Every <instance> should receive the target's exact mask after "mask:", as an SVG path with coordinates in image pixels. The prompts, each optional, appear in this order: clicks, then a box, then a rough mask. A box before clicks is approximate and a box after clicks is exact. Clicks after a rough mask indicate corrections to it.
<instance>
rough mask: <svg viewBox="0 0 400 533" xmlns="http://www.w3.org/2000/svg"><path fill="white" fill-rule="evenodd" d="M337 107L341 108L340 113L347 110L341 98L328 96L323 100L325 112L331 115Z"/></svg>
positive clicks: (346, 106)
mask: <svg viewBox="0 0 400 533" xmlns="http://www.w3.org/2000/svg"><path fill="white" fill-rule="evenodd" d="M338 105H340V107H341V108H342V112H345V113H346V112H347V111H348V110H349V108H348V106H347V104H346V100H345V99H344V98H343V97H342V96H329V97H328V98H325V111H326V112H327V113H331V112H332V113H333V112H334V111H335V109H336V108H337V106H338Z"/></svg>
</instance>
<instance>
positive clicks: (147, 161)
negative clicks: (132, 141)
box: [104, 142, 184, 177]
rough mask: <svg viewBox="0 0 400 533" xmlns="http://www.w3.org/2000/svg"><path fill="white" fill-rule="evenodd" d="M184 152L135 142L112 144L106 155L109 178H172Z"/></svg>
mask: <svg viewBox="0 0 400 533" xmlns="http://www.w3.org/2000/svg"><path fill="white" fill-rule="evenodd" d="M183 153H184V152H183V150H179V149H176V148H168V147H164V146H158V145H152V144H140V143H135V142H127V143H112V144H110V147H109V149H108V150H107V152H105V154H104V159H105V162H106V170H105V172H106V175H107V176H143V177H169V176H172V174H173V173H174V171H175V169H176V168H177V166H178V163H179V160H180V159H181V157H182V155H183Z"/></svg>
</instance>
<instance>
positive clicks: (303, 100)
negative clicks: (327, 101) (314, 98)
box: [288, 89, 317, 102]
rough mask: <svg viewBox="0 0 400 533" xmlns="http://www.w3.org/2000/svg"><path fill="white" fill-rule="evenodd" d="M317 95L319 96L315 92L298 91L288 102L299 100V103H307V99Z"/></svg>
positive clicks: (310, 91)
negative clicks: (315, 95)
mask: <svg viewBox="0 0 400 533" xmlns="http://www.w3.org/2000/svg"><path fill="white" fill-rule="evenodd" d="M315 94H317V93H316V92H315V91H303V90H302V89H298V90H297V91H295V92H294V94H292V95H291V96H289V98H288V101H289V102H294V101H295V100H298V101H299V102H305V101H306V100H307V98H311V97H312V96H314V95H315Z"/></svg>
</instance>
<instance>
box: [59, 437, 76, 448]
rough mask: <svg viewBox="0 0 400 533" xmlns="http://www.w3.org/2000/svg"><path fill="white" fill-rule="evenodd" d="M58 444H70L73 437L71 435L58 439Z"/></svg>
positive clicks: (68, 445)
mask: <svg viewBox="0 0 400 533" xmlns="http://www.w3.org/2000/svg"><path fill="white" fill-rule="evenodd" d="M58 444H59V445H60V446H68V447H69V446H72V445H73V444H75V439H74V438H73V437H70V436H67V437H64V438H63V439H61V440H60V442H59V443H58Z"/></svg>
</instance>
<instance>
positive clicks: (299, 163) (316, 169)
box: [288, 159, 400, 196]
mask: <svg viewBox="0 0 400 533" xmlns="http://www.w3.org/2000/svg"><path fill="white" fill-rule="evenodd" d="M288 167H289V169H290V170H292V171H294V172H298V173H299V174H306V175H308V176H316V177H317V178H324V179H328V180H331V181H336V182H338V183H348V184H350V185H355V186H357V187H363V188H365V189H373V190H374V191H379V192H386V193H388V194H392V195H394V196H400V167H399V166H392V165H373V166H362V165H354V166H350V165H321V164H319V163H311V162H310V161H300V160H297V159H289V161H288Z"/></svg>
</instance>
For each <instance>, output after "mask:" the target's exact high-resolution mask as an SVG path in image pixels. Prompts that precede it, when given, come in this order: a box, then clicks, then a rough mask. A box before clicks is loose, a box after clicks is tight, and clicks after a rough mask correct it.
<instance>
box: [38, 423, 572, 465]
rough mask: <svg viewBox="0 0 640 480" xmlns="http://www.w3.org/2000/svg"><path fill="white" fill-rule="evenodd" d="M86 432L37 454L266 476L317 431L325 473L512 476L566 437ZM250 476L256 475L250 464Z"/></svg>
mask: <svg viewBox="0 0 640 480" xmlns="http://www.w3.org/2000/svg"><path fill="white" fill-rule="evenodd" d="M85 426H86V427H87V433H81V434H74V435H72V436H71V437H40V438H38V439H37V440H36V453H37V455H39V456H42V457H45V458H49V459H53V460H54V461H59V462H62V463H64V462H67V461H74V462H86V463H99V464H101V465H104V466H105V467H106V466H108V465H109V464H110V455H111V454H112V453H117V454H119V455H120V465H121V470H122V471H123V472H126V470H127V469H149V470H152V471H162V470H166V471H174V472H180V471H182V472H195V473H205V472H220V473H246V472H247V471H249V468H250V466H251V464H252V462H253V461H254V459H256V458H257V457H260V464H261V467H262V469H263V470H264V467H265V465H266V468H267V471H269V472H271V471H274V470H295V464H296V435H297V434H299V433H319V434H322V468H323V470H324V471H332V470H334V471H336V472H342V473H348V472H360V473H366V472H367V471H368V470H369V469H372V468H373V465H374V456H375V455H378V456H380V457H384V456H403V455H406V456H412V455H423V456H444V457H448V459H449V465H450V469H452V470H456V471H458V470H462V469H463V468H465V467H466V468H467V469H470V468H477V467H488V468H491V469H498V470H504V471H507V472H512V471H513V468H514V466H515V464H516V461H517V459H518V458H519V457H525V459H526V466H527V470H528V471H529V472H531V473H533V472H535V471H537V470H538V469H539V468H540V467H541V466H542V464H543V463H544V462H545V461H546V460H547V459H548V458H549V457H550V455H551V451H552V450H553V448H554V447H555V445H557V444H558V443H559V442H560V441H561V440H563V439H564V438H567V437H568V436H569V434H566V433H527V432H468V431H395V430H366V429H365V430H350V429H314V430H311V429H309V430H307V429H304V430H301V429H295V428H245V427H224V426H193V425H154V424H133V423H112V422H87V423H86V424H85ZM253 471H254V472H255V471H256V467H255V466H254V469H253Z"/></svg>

────────────────────

:: EXERCISE ::
The response must contain every entry, each one identical to the original.

:: ANSWER SPACE ::
Every <instance> should receive the target's exact mask after "mask:", as an SVG path with coordinates in image pixels. The prompts, each optional, appear in this order: clicks, then a box, then a rough mask. A box before clicks is approximate and a box after clicks is exact. Clicks after a rough mask indicate corrections to it.
<instance>
rough mask: <svg viewBox="0 0 400 533" xmlns="http://www.w3.org/2000/svg"><path fill="white" fill-rule="evenodd" d="M337 107L341 108L340 113L347 110L341 98L328 96L323 100L325 112L331 115Z"/></svg>
positive clicks: (346, 106)
mask: <svg viewBox="0 0 400 533" xmlns="http://www.w3.org/2000/svg"><path fill="white" fill-rule="evenodd" d="M338 105H340V107H341V108H342V112H345V113H346V112H347V111H348V110H349V108H348V106H347V104H346V100H345V99H344V98H343V97H342V96H329V97H328V98H325V111H326V112H327V113H331V112H332V113H333V112H334V111H335V109H336V108H337V106H338Z"/></svg>
</instance>
<instance>
positive clicks: (147, 161)
negative clicks: (132, 141)
box: [104, 142, 184, 177]
rough mask: <svg viewBox="0 0 400 533" xmlns="http://www.w3.org/2000/svg"><path fill="white" fill-rule="evenodd" d="M184 152L135 142L112 144L106 155L109 178H172Z"/></svg>
mask: <svg viewBox="0 0 400 533" xmlns="http://www.w3.org/2000/svg"><path fill="white" fill-rule="evenodd" d="M183 153H184V152H183V150H179V149H176V148H168V147H164V146H158V145H152V144H140V143H135V142H127V143H112V144H110V147H109V149H108V150H107V152H105V154H104V159H105V162H106V170H105V172H106V175H107V176H143V177H169V176H172V174H173V173H174V171H175V169H176V168H177V166H178V163H179V160H180V159H181V157H182V155H183Z"/></svg>
</instance>
<instance>
positive clicks: (303, 100)
negative clicks: (327, 101) (314, 98)
box: [288, 89, 317, 102]
rough mask: <svg viewBox="0 0 400 533" xmlns="http://www.w3.org/2000/svg"><path fill="white" fill-rule="evenodd" d="M317 95L319 96L315 92L298 91L288 102L299 100V103H307V99Z"/></svg>
positive clicks: (310, 91)
negative clicks: (315, 95)
mask: <svg viewBox="0 0 400 533" xmlns="http://www.w3.org/2000/svg"><path fill="white" fill-rule="evenodd" d="M315 94H317V93H316V92H315V91H303V90H302V89H298V90H297V91H295V92H294V94H292V95H291V96H289V98H288V101H289V102H294V101H295V100H298V101H299V102H305V101H306V100H307V98H311V97H312V96H314V95H315Z"/></svg>
</instance>
<instance>
box: [59, 437, 76, 448]
rough mask: <svg viewBox="0 0 400 533" xmlns="http://www.w3.org/2000/svg"><path fill="white" fill-rule="evenodd" d="M58 444H70L73 437L71 435L58 439Z"/></svg>
positive clicks: (68, 445)
mask: <svg viewBox="0 0 400 533" xmlns="http://www.w3.org/2000/svg"><path fill="white" fill-rule="evenodd" d="M58 444H59V445H60V446H68V447H69V446H72V445H73V444H75V439H74V438H73V437H70V436H67V437H64V438H63V439H61V440H60V442H59V443H58Z"/></svg>
</instance>
<instance>
positive clicks: (299, 163) (316, 169)
box: [288, 159, 400, 196]
mask: <svg viewBox="0 0 400 533" xmlns="http://www.w3.org/2000/svg"><path fill="white" fill-rule="evenodd" d="M288 167H289V169H290V170H292V171H294V172H298V173H299V174H306V175H308V176H316V177H317V178H324V179H328V180H331V181H336V182H338V183H348V184H350V185H355V186H357V187H363V188H365V189H373V190H374V191H379V192H386V193H388V194H392V195H394V196H400V167H399V166H392V165H373V166H362V165H354V166H350V165H321V164H319V163H311V162H310V161H300V160H297V159H289V161H288Z"/></svg>
</instance>
For each <instance>, output after "mask:" the target's exact high-resolution mask as an SVG path in image pixels. Prompts that precede it, when given, come in this order: a box, then clicks, then a rough mask. A box before clicks is loose, a box after clicks is tight, and clicks after a rough mask correct it.
<instance>
box: [38, 423, 572, 465]
rough mask: <svg viewBox="0 0 640 480" xmlns="http://www.w3.org/2000/svg"><path fill="white" fill-rule="evenodd" d="M86 432L37 454L266 476L317 431L325 473L512 476L566 437ZM250 476L256 475L250 464Z"/></svg>
mask: <svg viewBox="0 0 640 480" xmlns="http://www.w3.org/2000/svg"><path fill="white" fill-rule="evenodd" d="M85 426H86V427H87V433H81V434H74V435H72V436H71V437H40V438H38V439H37V440H36V453H37V455H39V456H42V457H45V458H49V459H53V460H54V461H59V462H62V463H64V462H67V461H74V462H86V463H99V464H101V465H104V466H105V467H106V466H108V465H109V464H110V455H111V454H112V453H117V454H119V455H120V465H121V470H122V471H123V472H126V470H127V469H149V470H152V471H162V470H166V471H174V472H180V471H182V472H195V473H205V472H220V473H246V472H247V471H249V468H250V466H251V464H252V462H253V461H254V459H256V458H257V457H260V464H261V467H262V469H263V470H264V467H265V465H266V468H267V471H269V472H271V471H274V470H295V464H296V435H297V434H299V433H319V434H322V468H323V470H324V471H332V470H334V471H336V472H342V473H348V472H360V473H366V472H367V471H368V470H369V469H372V468H373V465H374V456H375V455H378V456H380V457H384V456H403V455H406V456H412V455H423V456H444V457H448V459H449V465H450V469H452V470H456V471H458V470H462V469H463V468H465V467H466V468H467V469H470V468H477V467H488V468H491V469H498V470H504V471H507V472H512V471H513V468H514V466H515V464H516V461H517V459H518V458H519V457H525V459H526V466H527V470H528V471H529V472H531V473H533V472H535V471H537V470H538V469H539V468H540V467H541V466H542V464H543V463H544V462H545V461H546V460H547V459H548V458H549V457H550V455H551V451H552V450H553V448H554V447H555V445H557V444H558V443H559V442H560V441H561V440H563V439H564V438H567V437H568V436H569V434H566V433H527V432H468V431H395V430H366V429H365V430H350V429H314V430H311V429H309V430H307V429H304V430H301V429H295V428H245V427H224V426H193V425H154V424H133V423H112V422H87V423H86V424H85ZM253 471H254V472H255V471H256V467H255V466H254V469H253Z"/></svg>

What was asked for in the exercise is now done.